▶ **Passage fourni**

Allan Kaval   /   3 августа 2017 года

Hazim Khidir n’a pas 30 ans, mais il en paraît dix de plus. Comme chaque jour, assis sur un fin matelas de mousse, dans la pénombre d’une pièce aux murs de ciment nus, il attend que les heures s’écoulent jusqu’au soir au rythme soutenu de cigarettes de contrebande allumées l’une après l’autre. La maison qu’il habite n’est pas la sienne et, bien que son exil s’y prolonge, Baadre, la bourgade du Kurdistan irakien où il a trouvé refuge, lui est toujours étrangère. « Nous avons tout perdu il y a trois ans », souffle-t-il, le regard perdu dans le vide, l’esprit plongé dans ses souvenirs muets. « Le temps passe et il n’y a plus d’espoir de retrouver nos anciennes vies. »

Le 3 août 2014, son village a été pris d’assaut par les hommes de l’organisation Etat islamique (EI) en même temps que les autres localités des environs du mont Sinjar, foyer historique des yézidis, une minorité religieuse kurdophone du nord de l’Irak. Moins d’un mois après sa proclamation à Mossoul, le « califat » d’Abou Bakr Al-Baghdadi comptait y prolonger ses conquêtes récentes par une tentative de génocide, rendue possible par le retrait des forces kurdes censées protéger la zone.

▶ **Extraits des lignes**
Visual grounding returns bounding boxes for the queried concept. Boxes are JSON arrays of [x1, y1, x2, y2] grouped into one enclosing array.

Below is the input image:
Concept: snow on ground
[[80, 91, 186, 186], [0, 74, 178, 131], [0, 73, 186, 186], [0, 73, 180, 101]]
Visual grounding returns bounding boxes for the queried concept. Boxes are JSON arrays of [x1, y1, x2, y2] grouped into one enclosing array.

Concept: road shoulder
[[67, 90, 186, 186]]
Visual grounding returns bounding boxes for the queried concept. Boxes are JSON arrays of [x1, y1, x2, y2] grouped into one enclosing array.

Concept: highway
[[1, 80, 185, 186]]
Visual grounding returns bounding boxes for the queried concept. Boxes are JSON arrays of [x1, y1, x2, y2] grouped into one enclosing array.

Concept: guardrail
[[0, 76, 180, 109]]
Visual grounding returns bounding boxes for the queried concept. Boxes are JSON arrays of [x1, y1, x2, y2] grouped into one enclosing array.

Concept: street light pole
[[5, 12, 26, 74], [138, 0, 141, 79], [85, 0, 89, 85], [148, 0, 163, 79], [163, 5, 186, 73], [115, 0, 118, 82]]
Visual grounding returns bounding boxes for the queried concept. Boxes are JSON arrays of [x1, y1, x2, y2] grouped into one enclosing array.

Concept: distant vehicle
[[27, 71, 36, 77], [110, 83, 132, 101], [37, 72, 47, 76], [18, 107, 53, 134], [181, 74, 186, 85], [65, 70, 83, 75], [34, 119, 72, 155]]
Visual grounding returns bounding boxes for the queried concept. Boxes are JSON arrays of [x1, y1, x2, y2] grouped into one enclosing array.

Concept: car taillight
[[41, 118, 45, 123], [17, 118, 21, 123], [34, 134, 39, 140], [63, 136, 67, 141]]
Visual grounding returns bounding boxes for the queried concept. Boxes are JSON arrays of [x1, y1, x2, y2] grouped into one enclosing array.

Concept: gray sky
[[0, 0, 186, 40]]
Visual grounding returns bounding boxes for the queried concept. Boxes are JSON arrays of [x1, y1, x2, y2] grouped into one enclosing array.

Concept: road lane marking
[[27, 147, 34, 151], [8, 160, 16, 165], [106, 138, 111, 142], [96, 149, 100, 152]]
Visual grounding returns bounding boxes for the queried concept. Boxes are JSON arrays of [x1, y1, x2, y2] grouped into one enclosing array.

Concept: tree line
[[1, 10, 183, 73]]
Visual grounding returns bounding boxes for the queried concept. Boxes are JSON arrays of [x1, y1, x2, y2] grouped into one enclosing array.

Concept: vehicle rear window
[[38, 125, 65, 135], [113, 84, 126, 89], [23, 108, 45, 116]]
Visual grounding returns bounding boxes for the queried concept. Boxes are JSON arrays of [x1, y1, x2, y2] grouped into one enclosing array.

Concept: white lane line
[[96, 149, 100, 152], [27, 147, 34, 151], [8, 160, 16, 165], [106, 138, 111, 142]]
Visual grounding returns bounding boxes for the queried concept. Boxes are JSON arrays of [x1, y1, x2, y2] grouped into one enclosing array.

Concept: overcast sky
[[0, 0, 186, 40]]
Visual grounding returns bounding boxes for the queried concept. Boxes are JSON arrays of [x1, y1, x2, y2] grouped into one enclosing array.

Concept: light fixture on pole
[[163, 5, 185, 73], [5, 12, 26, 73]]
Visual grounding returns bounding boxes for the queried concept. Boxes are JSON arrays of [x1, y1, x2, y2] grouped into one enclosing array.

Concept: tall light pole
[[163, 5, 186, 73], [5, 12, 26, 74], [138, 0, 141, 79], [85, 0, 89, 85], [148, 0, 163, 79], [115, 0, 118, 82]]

▶ **Tâches à réaliser**
• a. Pouvez-vous mettre à jour l'article sur les yézidis de "Le 3 août 2014, son" à "protéger la zone." en remplaçant "kurdophone" par "de langue kurde" ?
• b. Pouvez-vous rédiger la suite de l'article sur les yézidis à partir de sa dernière phrase ?
Les lignes n'ont aucun rapport avec l'article sur les yézidis.

▶ **Réponses par tâche**
• a.
Le 3 août 2014, son village a été pris d’assaut par les hommes de l’organisation Etat islamique (EI) en même temps que les autres localités des environs du mont Sinjar, foyer historique des yézidis, une minorité religieuse de langue kurde du nord de l’Irak. Moins d’un mois après sa proclamation à Mossoul, le « califat » d’Abou Bakr Al-Baghdadi comptait y prolonger ses conquêtes récentes par une tentative de génocide, rendue possible par le retrait des forces kurdes censées protéger la zone.

• b.
Dans le nouvel ordre imposé par les djihadistes, les pratiques religieuses des yézidis, considérées comme polythéistes, les condamnaient à l’annihilation. Maîtres des villages de la plaine, les djihadistes ont organisé le massacre de ceux qui n’avaient pas pu fuir vers la montagne, avant de traiter leurs épouses et leurs enfants comme le butin d’une razzia. Ils seront plus de 6 000 à alimenter le commerce d’esclaves mis en place par l’EI après l’offensive de Sinjar. Si aucun chiffre fiable sur le bilan des tueries n’a été arrêté, le nombre de victimes est estimé à plusieurs milliers.

« J’ai dû racheter ma famille »

Après être parti à temps avec un de ses fils sur les hauteurs du mont Sinjar, Hazim a pu éviter la mort et se réfugier au Kurdistan irakien avec des centaines...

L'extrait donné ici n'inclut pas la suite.